### What this task involves:
Please render everything from the line containing "eye, one per instance" down to the end of the records as a two-column CSV with the headers input and output. Give one row for each record, with its text under input and its answer under output, each in a single quoted field with line breaks turned into spaces.
╭─ Provided information
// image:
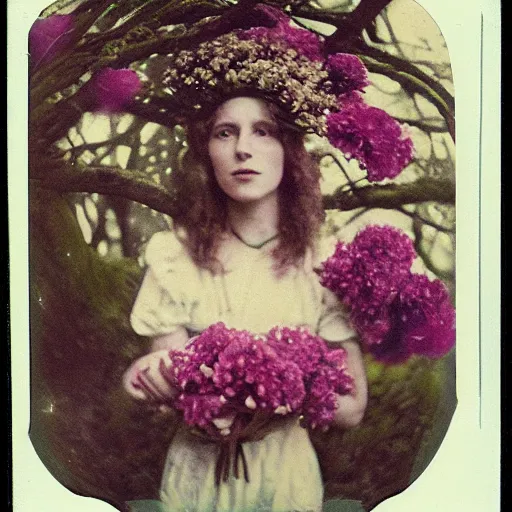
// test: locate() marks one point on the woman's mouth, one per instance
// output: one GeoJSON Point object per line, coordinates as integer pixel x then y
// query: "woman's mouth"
{"type": "Point", "coordinates": [245, 172]}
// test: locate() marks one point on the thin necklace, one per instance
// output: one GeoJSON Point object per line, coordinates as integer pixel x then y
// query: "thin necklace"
{"type": "Point", "coordinates": [254, 246]}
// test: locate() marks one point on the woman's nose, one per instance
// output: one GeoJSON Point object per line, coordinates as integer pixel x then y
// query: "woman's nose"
{"type": "Point", "coordinates": [243, 149]}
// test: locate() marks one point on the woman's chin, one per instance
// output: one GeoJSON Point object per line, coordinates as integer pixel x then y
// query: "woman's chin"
{"type": "Point", "coordinates": [251, 196]}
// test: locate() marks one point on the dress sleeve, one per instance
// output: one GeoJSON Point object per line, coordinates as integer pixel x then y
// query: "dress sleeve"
{"type": "Point", "coordinates": [334, 323]}
{"type": "Point", "coordinates": [164, 300]}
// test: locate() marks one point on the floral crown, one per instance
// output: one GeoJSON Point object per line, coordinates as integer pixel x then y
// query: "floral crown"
{"type": "Point", "coordinates": [286, 65]}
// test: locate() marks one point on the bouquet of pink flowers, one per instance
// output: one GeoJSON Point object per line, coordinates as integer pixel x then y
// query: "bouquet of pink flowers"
{"type": "Point", "coordinates": [235, 386]}
{"type": "Point", "coordinates": [397, 313]}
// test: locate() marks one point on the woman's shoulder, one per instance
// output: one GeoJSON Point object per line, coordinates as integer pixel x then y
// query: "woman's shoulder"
{"type": "Point", "coordinates": [323, 248]}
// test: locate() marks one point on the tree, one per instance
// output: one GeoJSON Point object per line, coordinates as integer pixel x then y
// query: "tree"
{"type": "Point", "coordinates": [95, 201]}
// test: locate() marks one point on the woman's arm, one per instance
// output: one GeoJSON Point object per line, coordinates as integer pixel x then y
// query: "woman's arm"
{"type": "Point", "coordinates": [351, 407]}
{"type": "Point", "coordinates": [143, 380]}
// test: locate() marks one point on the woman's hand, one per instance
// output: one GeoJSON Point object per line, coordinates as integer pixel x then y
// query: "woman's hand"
{"type": "Point", "coordinates": [144, 380]}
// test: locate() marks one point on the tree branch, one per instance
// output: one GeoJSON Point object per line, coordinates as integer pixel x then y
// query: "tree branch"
{"type": "Point", "coordinates": [351, 26]}
{"type": "Point", "coordinates": [113, 181]}
{"type": "Point", "coordinates": [392, 196]}
{"type": "Point", "coordinates": [411, 78]}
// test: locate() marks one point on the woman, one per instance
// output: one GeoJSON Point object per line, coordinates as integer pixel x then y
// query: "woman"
{"type": "Point", "coordinates": [243, 253]}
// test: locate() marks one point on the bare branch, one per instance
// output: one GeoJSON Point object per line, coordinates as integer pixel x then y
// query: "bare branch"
{"type": "Point", "coordinates": [392, 196]}
{"type": "Point", "coordinates": [351, 26]}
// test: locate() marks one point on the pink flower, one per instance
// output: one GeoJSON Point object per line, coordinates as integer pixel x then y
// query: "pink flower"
{"type": "Point", "coordinates": [396, 313]}
{"type": "Point", "coordinates": [366, 274]}
{"type": "Point", "coordinates": [226, 372]}
{"type": "Point", "coordinates": [372, 137]}
{"type": "Point", "coordinates": [111, 90]}
{"type": "Point", "coordinates": [347, 73]}
{"type": "Point", "coordinates": [324, 372]}
{"type": "Point", "coordinates": [49, 37]}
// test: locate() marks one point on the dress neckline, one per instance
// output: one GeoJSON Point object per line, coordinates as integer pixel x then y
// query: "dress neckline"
{"type": "Point", "coordinates": [254, 246]}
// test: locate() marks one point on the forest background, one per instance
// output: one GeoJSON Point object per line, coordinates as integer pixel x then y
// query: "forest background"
{"type": "Point", "coordinates": [469, 229]}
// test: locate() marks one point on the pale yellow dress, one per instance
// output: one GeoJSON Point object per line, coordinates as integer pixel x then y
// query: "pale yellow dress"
{"type": "Point", "coordinates": [283, 467]}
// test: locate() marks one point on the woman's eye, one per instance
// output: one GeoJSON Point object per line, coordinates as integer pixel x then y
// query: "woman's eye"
{"type": "Point", "coordinates": [223, 134]}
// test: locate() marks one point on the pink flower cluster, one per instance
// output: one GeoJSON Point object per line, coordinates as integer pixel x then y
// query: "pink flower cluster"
{"type": "Point", "coordinates": [347, 73]}
{"type": "Point", "coordinates": [371, 136]}
{"type": "Point", "coordinates": [323, 371]}
{"type": "Point", "coordinates": [225, 373]}
{"type": "Point", "coordinates": [396, 312]}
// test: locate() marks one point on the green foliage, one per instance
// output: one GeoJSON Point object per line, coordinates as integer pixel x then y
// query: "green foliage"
{"type": "Point", "coordinates": [405, 421]}
{"type": "Point", "coordinates": [87, 431]}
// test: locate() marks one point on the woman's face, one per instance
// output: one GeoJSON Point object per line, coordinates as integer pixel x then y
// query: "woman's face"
{"type": "Point", "coordinates": [245, 150]}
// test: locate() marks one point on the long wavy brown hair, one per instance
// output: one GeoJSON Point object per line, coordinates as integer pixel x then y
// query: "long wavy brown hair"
{"type": "Point", "coordinates": [203, 205]}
╰─
### Result for this exercise:
input,output
"// test: locate() marks one point on the woman's eye, one per instance // output: one GeoJSON Point object per line, coordinates as integer pixel x then y // query: ""woman's eye""","{""type"": ""Point"", ""coordinates"": [223, 134]}"
"// test: locate() marks one point on the pink flower cluster, one per instance // output: one GeoJSON Point object per line, coordinates as integer pixel x then y // query: ""pink flower cluster""","{""type"": ""Point"", ""coordinates"": [347, 73]} {""type"": ""Point"", ""coordinates"": [371, 136]} {""type"": ""Point"", ""coordinates"": [323, 371]} {""type"": ""Point"", ""coordinates"": [225, 373]} {""type"": ""Point"", ""coordinates"": [396, 312]}"
"// test: locate() marks one point on the green foliage, one per instance // output: one GeoJSON Point object per line, coordinates as integer pixel x then y // query: ""green foliage""","{""type"": ""Point"", ""coordinates"": [405, 421]} {""type"": ""Point"", ""coordinates"": [87, 431]}"
"// test: locate() marks one point on the woman's face, one per instance // output: one GeoJSON Point object per line, coordinates as integer pixel x then y // query: ""woman's face""","{""type"": ""Point"", ""coordinates"": [245, 150]}"
"// test: locate() marks one point on the long wavy brown hair, one per instance // output: one GeoJSON Point object per line, coordinates as integer pixel x then y // query: ""long wavy brown hair""","{""type"": ""Point"", ""coordinates"": [203, 205]}"